**WORK TASK**
The complete listing should be restated word for word.

**GIVEN ENTRIES**
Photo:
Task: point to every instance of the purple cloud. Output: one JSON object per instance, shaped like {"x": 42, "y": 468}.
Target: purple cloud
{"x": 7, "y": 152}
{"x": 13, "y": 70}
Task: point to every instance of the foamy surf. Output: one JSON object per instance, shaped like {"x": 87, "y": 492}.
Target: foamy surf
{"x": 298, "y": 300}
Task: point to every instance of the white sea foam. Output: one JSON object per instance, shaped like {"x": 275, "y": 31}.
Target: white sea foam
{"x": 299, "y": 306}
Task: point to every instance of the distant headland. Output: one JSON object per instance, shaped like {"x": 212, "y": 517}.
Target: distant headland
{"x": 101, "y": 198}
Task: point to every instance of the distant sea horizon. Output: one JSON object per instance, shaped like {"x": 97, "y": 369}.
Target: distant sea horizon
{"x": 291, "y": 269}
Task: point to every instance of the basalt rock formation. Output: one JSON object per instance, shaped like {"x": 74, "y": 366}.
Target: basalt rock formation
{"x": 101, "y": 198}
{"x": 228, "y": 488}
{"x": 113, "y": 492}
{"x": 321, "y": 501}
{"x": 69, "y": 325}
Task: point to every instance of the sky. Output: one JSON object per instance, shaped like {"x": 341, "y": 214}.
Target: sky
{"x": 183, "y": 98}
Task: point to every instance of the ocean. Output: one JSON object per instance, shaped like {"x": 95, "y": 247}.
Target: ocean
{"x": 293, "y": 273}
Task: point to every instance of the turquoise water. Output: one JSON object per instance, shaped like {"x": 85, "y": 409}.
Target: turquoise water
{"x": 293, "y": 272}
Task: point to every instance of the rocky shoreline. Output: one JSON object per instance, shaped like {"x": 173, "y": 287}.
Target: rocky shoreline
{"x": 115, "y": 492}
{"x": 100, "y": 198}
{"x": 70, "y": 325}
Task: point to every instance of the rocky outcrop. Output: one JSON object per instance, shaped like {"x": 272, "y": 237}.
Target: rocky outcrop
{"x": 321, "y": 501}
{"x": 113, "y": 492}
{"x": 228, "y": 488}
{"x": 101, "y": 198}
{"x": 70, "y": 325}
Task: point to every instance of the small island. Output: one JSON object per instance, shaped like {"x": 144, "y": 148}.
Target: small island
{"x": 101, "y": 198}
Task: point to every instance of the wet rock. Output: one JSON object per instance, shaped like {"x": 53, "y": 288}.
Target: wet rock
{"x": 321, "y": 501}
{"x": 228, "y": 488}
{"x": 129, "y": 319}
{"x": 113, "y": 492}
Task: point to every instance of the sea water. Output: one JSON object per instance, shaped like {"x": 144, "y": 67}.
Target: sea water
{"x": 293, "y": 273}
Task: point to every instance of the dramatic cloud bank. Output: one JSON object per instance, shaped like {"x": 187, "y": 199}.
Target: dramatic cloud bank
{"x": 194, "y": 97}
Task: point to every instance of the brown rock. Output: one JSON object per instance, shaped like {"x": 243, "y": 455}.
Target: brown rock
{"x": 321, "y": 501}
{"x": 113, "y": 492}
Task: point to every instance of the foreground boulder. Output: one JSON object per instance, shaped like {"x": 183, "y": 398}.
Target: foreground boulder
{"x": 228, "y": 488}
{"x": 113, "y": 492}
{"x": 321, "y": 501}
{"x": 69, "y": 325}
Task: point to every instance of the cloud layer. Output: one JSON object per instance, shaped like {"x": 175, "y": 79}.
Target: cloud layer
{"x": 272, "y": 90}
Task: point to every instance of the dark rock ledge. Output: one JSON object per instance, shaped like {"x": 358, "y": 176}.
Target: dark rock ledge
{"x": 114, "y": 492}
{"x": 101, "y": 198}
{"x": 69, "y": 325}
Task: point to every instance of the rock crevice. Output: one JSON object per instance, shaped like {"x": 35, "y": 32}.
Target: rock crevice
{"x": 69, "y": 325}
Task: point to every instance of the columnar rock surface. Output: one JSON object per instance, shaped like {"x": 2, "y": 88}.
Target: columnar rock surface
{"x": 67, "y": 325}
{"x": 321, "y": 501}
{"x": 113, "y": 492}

**TASK RESPONSE**
Photo:
Task: point to every instance of the purple cloud. Output: one JSON object per instance, shaped like {"x": 42, "y": 468}.
Target: purple cloud
{"x": 7, "y": 152}
{"x": 13, "y": 70}
Task: point to every instance of the foamy surf. Output: one JSON object per instance, shaped like {"x": 87, "y": 492}.
Target: foamy surf
{"x": 298, "y": 300}
Task: point to every instance of the white sea foam. Output: one JSON object per instance, shaped like {"x": 275, "y": 31}.
Target: white sea foam
{"x": 299, "y": 306}
Task: point to every instance of the distant headland. Output: one JSON object per instance, shaped like {"x": 212, "y": 517}.
Target: distant headland
{"x": 101, "y": 198}
Task: point to every instance of the distant sea horizon. Output: one JSON object per instance, shaped like {"x": 97, "y": 369}.
Target: distant sea horizon
{"x": 291, "y": 269}
Task: point to every instance of the basalt rock formation. Output: one JSON object per instance, shaped like {"x": 74, "y": 366}.
Target: basalt rock formation
{"x": 101, "y": 198}
{"x": 228, "y": 488}
{"x": 113, "y": 492}
{"x": 321, "y": 501}
{"x": 69, "y": 325}
Task: point to every instance of the sky. Output: one JSON object per instance, shaped like {"x": 341, "y": 214}.
Target: sky
{"x": 183, "y": 98}
Task: point to every instance of the ocean. Output: one JSON object per instance, shaped like {"x": 95, "y": 247}.
Target: ocean
{"x": 293, "y": 273}
Task: point to every instance of the turquoise water. Output: one JSON object per instance, shaped like {"x": 85, "y": 409}.
Target: turquoise water
{"x": 293, "y": 272}
Task: point to every instance of the rocky shoreline. Output: one JSON object per instance, shaped like {"x": 173, "y": 287}.
Target: rocky shoreline
{"x": 115, "y": 492}
{"x": 100, "y": 198}
{"x": 70, "y": 325}
Task: point to every instance of the rocky outcrop. Output: one JSON object per instance, shaped like {"x": 272, "y": 237}.
Target: rocky outcrop
{"x": 321, "y": 501}
{"x": 113, "y": 492}
{"x": 228, "y": 488}
{"x": 101, "y": 198}
{"x": 70, "y": 325}
Task: point to every instance of the small island. Output: one JSON object per instance, shaped like {"x": 144, "y": 148}.
Target: small island
{"x": 101, "y": 198}
Task: point to every instance of the wet rock. Output: one JSON object per instance, shaped like {"x": 53, "y": 288}.
Target: wet rock
{"x": 321, "y": 501}
{"x": 228, "y": 488}
{"x": 129, "y": 319}
{"x": 113, "y": 492}
Task: point to every instance of the sea water. Output: one JSON object per instance, shaped like {"x": 144, "y": 67}.
Target: sea water
{"x": 293, "y": 273}
Task: point to every instance of the dramatic cloud bank. Output: one JSON object per instance, shaped like {"x": 187, "y": 199}.
Target: dramatic cloud bank
{"x": 194, "y": 97}
Task: point to every instance of the brown rock. Output: one JSON object per instance, shaped like {"x": 243, "y": 455}.
Target: brown rock
{"x": 321, "y": 501}
{"x": 113, "y": 492}
Task: point to every instance of the foreground boulder. Output: one JSON object per instance, shaped like {"x": 183, "y": 398}.
Target: foreground boulder
{"x": 228, "y": 488}
{"x": 113, "y": 492}
{"x": 321, "y": 501}
{"x": 69, "y": 325}
Task: point to every instance of the cloud layer. Output: one JSON object per instance, shaped like {"x": 175, "y": 79}.
Target: cloud layer
{"x": 272, "y": 90}
Task: point to every instance of the dark rock ledge. Output: one JSON object per instance, shaped like {"x": 358, "y": 176}.
Target: dark rock ledge
{"x": 114, "y": 492}
{"x": 101, "y": 198}
{"x": 69, "y": 325}
Task: point to every instance of the rock crevice. Output: one JSON object per instance, shaped like {"x": 35, "y": 32}.
Target: rock crevice
{"x": 69, "y": 325}
Task: point to every instance of the columnar rock surface. Output: one JSON object per instance, shaped like {"x": 2, "y": 88}.
Target: columnar rock surface
{"x": 67, "y": 325}
{"x": 321, "y": 501}
{"x": 113, "y": 492}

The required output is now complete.